→ The input

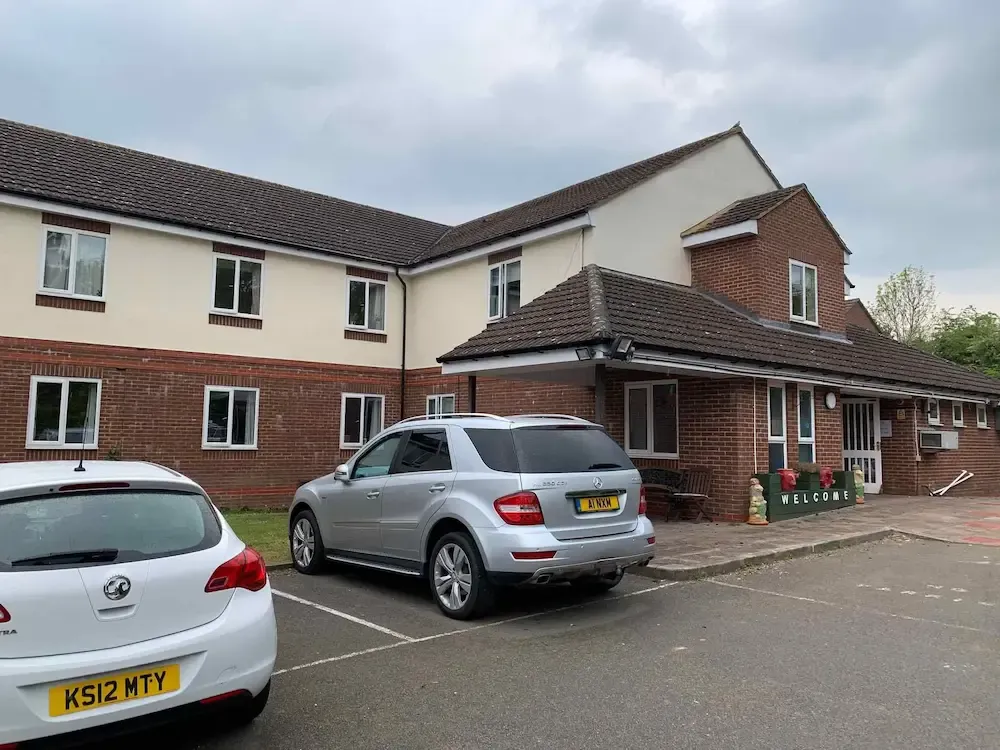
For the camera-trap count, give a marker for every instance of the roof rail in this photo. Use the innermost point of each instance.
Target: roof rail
(453, 415)
(551, 416)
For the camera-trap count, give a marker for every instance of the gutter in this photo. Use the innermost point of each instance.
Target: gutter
(402, 357)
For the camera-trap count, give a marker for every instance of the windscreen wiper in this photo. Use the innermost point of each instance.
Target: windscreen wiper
(68, 558)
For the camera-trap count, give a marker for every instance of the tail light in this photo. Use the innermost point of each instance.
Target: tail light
(520, 509)
(245, 571)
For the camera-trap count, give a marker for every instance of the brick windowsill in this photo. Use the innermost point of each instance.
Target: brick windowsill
(236, 321)
(68, 303)
(350, 333)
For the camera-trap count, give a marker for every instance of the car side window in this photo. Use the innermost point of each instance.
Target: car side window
(425, 450)
(377, 461)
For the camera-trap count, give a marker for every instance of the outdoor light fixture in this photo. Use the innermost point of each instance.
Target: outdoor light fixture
(621, 348)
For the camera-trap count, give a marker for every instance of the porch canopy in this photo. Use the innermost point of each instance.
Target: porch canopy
(601, 318)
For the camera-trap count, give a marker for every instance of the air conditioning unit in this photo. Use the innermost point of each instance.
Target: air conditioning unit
(938, 440)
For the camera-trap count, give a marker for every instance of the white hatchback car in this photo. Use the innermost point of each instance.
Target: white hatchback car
(126, 601)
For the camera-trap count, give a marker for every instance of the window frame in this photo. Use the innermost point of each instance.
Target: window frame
(647, 385)
(936, 421)
(234, 311)
(228, 445)
(74, 240)
(502, 301)
(438, 398)
(347, 303)
(791, 315)
(960, 422)
(798, 420)
(343, 414)
(783, 438)
(33, 444)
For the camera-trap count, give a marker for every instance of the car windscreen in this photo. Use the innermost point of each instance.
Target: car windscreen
(566, 449)
(103, 527)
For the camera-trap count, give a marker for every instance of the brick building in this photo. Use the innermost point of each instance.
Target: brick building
(254, 336)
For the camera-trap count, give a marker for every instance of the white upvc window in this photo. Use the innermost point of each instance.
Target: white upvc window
(366, 304)
(361, 418)
(807, 425)
(802, 292)
(933, 411)
(504, 289)
(651, 423)
(63, 412)
(72, 263)
(441, 403)
(230, 418)
(777, 440)
(237, 284)
(957, 414)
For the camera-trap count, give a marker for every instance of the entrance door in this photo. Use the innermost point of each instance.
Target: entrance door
(862, 441)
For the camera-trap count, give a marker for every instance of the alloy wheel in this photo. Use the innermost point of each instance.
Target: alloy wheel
(452, 576)
(303, 543)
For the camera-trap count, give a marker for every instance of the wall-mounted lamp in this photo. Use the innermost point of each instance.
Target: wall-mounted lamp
(621, 348)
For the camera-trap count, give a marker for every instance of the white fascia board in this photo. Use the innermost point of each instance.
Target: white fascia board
(175, 229)
(722, 233)
(680, 363)
(553, 230)
(516, 361)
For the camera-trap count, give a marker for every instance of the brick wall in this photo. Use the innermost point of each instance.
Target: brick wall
(152, 407)
(753, 271)
(978, 452)
(899, 465)
(731, 268)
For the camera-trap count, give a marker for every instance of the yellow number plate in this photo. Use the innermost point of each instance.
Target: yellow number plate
(597, 504)
(116, 688)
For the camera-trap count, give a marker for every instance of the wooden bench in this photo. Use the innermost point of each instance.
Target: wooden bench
(679, 487)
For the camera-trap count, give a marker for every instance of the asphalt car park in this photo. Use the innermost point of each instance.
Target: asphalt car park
(888, 645)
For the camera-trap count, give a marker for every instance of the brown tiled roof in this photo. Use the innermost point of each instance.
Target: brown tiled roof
(565, 203)
(597, 304)
(744, 209)
(54, 166)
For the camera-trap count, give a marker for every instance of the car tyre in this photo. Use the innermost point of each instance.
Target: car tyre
(597, 584)
(458, 579)
(306, 544)
(250, 711)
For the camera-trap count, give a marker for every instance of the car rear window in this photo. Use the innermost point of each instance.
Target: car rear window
(138, 524)
(552, 449)
(566, 449)
(496, 448)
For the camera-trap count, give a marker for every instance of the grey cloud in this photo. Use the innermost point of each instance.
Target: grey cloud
(449, 109)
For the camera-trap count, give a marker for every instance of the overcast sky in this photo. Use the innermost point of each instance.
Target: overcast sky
(888, 109)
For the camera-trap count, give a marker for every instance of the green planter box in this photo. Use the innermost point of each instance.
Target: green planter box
(804, 502)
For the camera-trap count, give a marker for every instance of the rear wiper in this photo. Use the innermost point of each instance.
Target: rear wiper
(68, 558)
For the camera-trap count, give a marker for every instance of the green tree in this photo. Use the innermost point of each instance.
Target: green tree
(905, 306)
(970, 338)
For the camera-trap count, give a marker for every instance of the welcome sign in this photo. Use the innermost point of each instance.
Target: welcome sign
(782, 504)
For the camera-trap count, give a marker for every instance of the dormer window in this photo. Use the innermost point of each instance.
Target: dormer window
(802, 285)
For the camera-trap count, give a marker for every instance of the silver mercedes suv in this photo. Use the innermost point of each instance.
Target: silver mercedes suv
(476, 501)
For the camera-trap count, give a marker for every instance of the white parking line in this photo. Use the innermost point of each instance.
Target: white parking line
(848, 607)
(406, 640)
(338, 613)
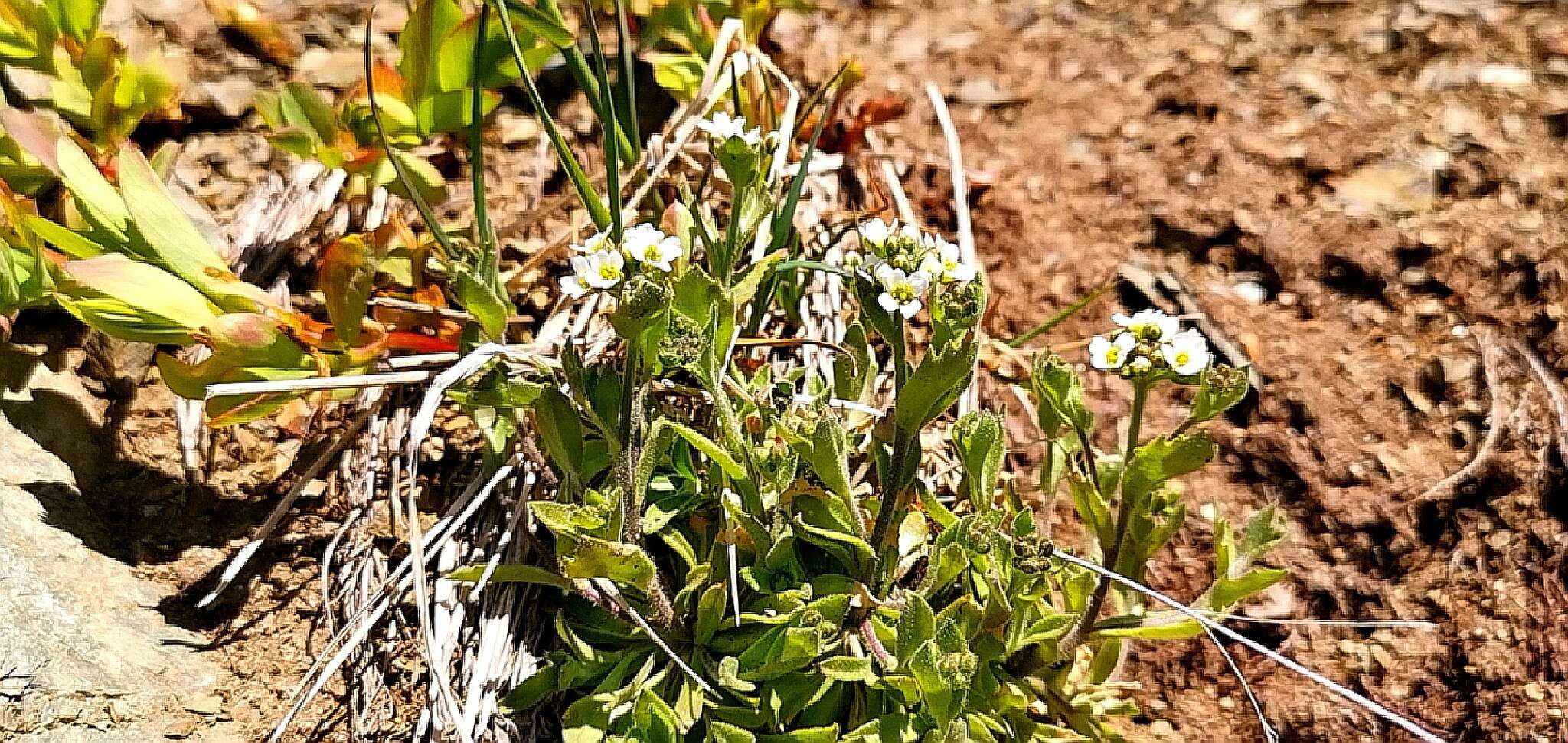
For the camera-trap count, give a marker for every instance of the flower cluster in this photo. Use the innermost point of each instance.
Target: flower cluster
(1150, 341)
(906, 262)
(598, 263)
(725, 127)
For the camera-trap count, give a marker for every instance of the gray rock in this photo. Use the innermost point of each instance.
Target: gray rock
(83, 654)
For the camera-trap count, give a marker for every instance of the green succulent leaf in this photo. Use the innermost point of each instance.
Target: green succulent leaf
(599, 558)
(978, 440)
(134, 301)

→ Exercise details
Repeat exactly, and only, the entries from the line with "Target: dormer window" through the line with "of the flower". Pictures are skipped.

→ Answer space
Target: dormer window
(802, 285)
For the camera-trap count, give a marker for every instance of the silver mercedes suv in this photo. Use the innermost point of each instance.
Target: silver mercedes suv
(476, 501)
For the camera-trap count, give a marker for every instance of the white parking line in this photo. Use the innermost point of each instance.
Target: white parking line
(848, 607)
(406, 640)
(338, 613)
For the camera-trap count, give a marker for every instance of the flower cluster in this photo. Use the innermost point of each instance.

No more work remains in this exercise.